At the image forming portion Pa, a yellow toner image is formed on
a photosensitive drum 1a and then is primary-transferred onto the
intermediary transfer belt 5. At the image forming portion Pb, a
magenta toner image is formed on a photosensitive drum 1b and then
is primary-transferred onto the intermediary transfer belt 5. At
the image forming portions Pc and Pd, a cyan toner image and a
black toner image are formed on a photosensitive drum 1c and a
photosensitive drum 1d, respectively, and are primary-transferred
onto the intermediary transfer belt 5.
The four color toner images transferred on the intermediary
transfer belt 5 are conveyed to a secondary transfer portion T2, at
which the four color toner images are collectively
secondary-transferred onto a recording material P. A separating
roller 13 separates the recording material P, one by one, pulled
out from a recording material cassette 12 and feeds the recording
material P to a registration roller 14. The registration roller 14
sends the recording material P to a secondary transfer portion T2
by timing the recording material to the toner images on the
intermediary transfer belt 5. The recording material P on which the
four color toner images are secondary-transferred is heated and
pressed by a fixing device 16. The fixing device heats and presses
the recording material P, so that the toner images are fixed on a
surface of the recording material P. Thereafter, the recording
material P is discharged onto a tray 17.

▸ Prompt
Answer these questions from the toner transfer text:
1. Which color of toner image is formed on photosensitive drum 1b?
2. What feeds the recording material P to the registration roller 14?
3. Where is the recording material P discharged after fixing?
The lines after this text come from an unrelated source.

▸ Data lines
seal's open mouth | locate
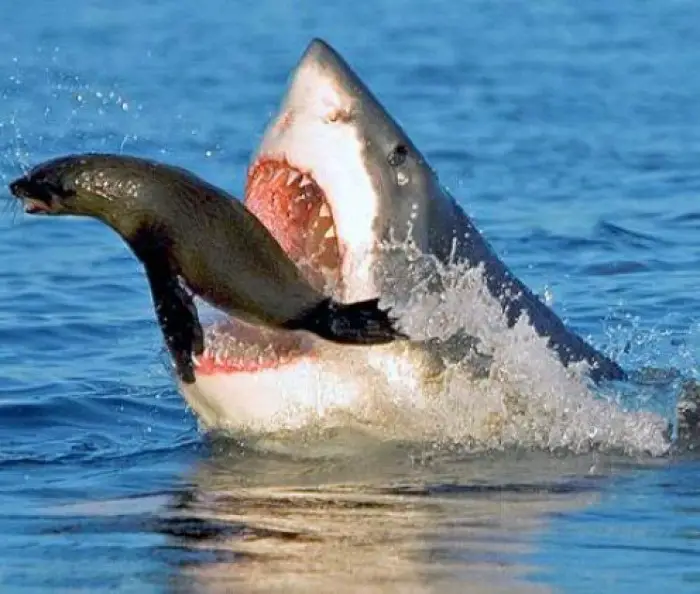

▸ Written solution
1. Magenta
2. The separating roller 13
3. Onto a tray 17